Report, as a number alone, how many lines below contain the string "pile".

Photo-based referring expression data:

Segment Open

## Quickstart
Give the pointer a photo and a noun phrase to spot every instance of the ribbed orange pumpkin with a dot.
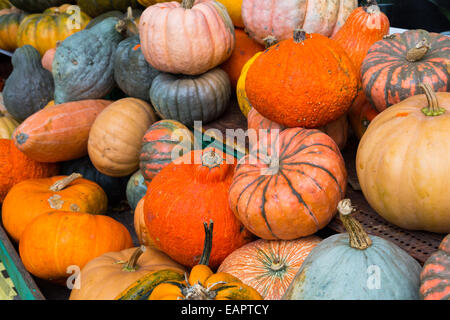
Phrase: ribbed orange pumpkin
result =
(292, 189)
(59, 132)
(71, 193)
(244, 50)
(55, 241)
(16, 167)
(308, 81)
(269, 266)
(186, 193)
(186, 38)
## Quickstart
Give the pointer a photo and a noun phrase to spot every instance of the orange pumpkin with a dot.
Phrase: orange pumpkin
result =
(60, 132)
(196, 187)
(289, 188)
(56, 240)
(244, 50)
(316, 86)
(16, 167)
(64, 193)
(198, 38)
(269, 266)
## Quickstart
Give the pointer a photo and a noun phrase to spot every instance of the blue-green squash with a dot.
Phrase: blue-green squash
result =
(132, 73)
(191, 98)
(29, 87)
(136, 189)
(83, 66)
(113, 187)
(355, 266)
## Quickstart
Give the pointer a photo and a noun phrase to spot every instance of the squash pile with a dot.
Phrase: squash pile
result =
(98, 113)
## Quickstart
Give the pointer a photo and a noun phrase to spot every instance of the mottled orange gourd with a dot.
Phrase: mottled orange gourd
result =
(308, 81)
(189, 191)
(244, 50)
(269, 266)
(16, 167)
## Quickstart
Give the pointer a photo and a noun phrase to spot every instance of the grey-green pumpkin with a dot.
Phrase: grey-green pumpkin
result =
(83, 66)
(29, 87)
(132, 73)
(191, 98)
(356, 266)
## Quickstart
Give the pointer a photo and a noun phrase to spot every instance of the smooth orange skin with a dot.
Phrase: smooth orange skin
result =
(16, 167)
(60, 132)
(183, 196)
(295, 196)
(79, 196)
(307, 84)
(244, 50)
(56, 240)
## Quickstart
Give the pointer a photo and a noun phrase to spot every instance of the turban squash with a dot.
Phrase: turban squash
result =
(290, 187)
(317, 86)
(403, 160)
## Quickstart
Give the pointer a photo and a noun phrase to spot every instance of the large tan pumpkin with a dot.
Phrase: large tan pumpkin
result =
(115, 138)
(403, 163)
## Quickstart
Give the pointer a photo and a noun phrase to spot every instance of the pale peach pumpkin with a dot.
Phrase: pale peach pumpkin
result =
(186, 38)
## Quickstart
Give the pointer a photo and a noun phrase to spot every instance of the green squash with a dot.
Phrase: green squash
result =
(191, 98)
(38, 5)
(136, 189)
(94, 8)
(29, 87)
(133, 74)
(355, 266)
(83, 64)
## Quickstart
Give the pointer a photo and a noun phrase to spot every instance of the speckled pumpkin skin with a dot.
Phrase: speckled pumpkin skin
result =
(29, 87)
(435, 276)
(132, 73)
(83, 65)
(335, 271)
(316, 86)
(191, 98)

Segment Closed

[TASK ANSWER]
2